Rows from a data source

=======

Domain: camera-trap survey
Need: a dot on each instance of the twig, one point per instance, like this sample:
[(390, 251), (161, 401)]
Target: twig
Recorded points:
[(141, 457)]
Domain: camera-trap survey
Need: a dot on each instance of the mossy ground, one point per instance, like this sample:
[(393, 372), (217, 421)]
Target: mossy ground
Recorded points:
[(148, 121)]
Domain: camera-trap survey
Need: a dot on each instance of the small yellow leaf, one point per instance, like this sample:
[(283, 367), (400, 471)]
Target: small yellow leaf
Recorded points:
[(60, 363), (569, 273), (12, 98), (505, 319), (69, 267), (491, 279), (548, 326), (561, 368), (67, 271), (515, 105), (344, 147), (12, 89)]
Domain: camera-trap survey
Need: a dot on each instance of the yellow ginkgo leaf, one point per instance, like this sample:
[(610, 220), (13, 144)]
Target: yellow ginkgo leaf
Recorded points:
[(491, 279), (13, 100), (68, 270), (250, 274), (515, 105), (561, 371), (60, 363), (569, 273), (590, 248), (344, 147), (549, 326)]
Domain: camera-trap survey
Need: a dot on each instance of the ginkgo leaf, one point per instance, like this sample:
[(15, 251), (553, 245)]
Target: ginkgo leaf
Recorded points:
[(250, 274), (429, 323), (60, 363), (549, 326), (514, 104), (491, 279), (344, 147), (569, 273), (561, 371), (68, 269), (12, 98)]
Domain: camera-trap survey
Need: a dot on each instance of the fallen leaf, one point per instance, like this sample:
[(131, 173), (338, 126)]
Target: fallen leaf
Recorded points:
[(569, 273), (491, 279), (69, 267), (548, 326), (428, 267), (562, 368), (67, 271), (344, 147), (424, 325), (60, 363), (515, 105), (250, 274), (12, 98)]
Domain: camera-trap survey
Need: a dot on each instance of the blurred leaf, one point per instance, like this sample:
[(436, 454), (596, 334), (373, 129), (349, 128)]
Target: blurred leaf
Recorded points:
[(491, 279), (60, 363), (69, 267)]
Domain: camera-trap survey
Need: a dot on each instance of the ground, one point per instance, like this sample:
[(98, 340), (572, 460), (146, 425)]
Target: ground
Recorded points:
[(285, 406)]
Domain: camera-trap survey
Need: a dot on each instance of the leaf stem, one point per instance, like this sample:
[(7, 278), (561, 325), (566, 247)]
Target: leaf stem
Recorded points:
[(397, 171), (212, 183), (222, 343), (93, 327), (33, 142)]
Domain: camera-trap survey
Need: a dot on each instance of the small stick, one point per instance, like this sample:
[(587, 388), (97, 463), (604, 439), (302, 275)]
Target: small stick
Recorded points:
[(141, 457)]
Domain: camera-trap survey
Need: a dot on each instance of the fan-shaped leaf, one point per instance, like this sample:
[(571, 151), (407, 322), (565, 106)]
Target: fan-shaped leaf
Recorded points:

=======

* _TASK STATEMENT_: Rewrite every line of the rows above as a numbered list, skipping any blank lines.

* _EXERCISE RESPONSE_:
1. Domain: camera-trap survey
2. Need: a dot on each instance of the twig, one point per instance, like this sample:
3. [(390, 251), (161, 401)]
4. Target: twig
5. Recorded points:
6. [(141, 457)]
7. Domain: camera-trap survey
8. Need: a dot on each instance of the mossy ground, one point per instance, like this sample:
9. [(393, 372), (217, 421)]
10. Target: mossy ground
11. Recorded points:
12. [(148, 121)]
13. Domain: camera-trap survey
14. Need: a dot on each instance of the small yellow leaf, one point per instance, like this sample:
15. [(283, 367), (400, 471)]
16. Target: small yellow leaf
17. Recorded points:
18. [(60, 363), (569, 273), (12, 98), (505, 319), (69, 267), (491, 279), (548, 326), (561, 368), (67, 271), (515, 105), (344, 147), (12, 89)]
19. Domain: camera-trap survey
20. Need: a dot on each instance of the yellow ginkgo leaf, one point per instance, like this sample:
21. [(610, 220), (13, 144)]
22. Target: yellow ginkgo leaf
23. Recorded points:
24. [(491, 279), (13, 100), (68, 270), (250, 274), (515, 105), (561, 371), (60, 363), (569, 273), (590, 248), (344, 147), (549, 326)]
25. Domain: camera-trap survey
26. Need: a dot on each instance of the ginkgo leaf, one point per instance, like this sample:
27. [(15, 251), (553, 245)]
28. Target: ginkgo leaf
29. Recorded points:
30. [(250, 274), (429, 323), (60, 363), (549, 326), (514, 104), (491, 279), (344, 147), (569, 273), (561, 371), (68, 269), (12, 98)]
31. Domain: camera-trap survey
32. Need: a dot on each instance of the fallen leaf, one point per instance, like this sample:
33. [(131, 173), (338, 126)]
34. Target: fallen leaf
35. Recorded points:
36. [(569, 273), (491, 279), (69, 267), (548, 326), (428, 267), (562, 368), (67, 271), (344, 147), (424, 325), (60, 363), (515, 105), (250, 274), (12, 98)]
37. Domain: camera-trap survey
38. Need: a dot on each instance of the blurred leaf, one point per instance, like this sample:
39. [(436, 454), (596, 334), (373, 129), (349, 128)]
40. Target: blurred leaf
41. Recorded points:
42. [(491, 279), (60, 363), (69, 267)]
43. Domain: camera-trap survey
44. Need: a dot on each instance of the ground, one point per instance, like this sample:
45. [(98, 340), (572, 460), (146, 425)]
46. Target: ground
47. Recorded points:
48. [(285, 406)]
49. Domain: camera-trap survey
50. Need: a dot on each instance of the leaf stem, one point per instance, like this sample:
51. [(7, 278), (561, 325), (566, 247)]
52. Target: leaf stem
53. Recorded points:
54. [(397, 171), (212, 183), (222, 343), (93, 327), (33, 142)]
55. Domain: camera-trap survey
56. Need: a dot on each instance of the small stick, one point per instance, like this sample:
57. [(587, 388), (97, 463), (604, 439), (302, 275)]
58. Target: small stick
59. Recorded points:
60. [(141, 457)]
61. Domain: camera-trap survey
62. Need: a dot on each instance of the fan-shaped leaf, one point per instance, like this sample:
63. [(571, 151), (407, 322), (565, 106)]
64. Target: fan-shaped leaf
65. Recorded points:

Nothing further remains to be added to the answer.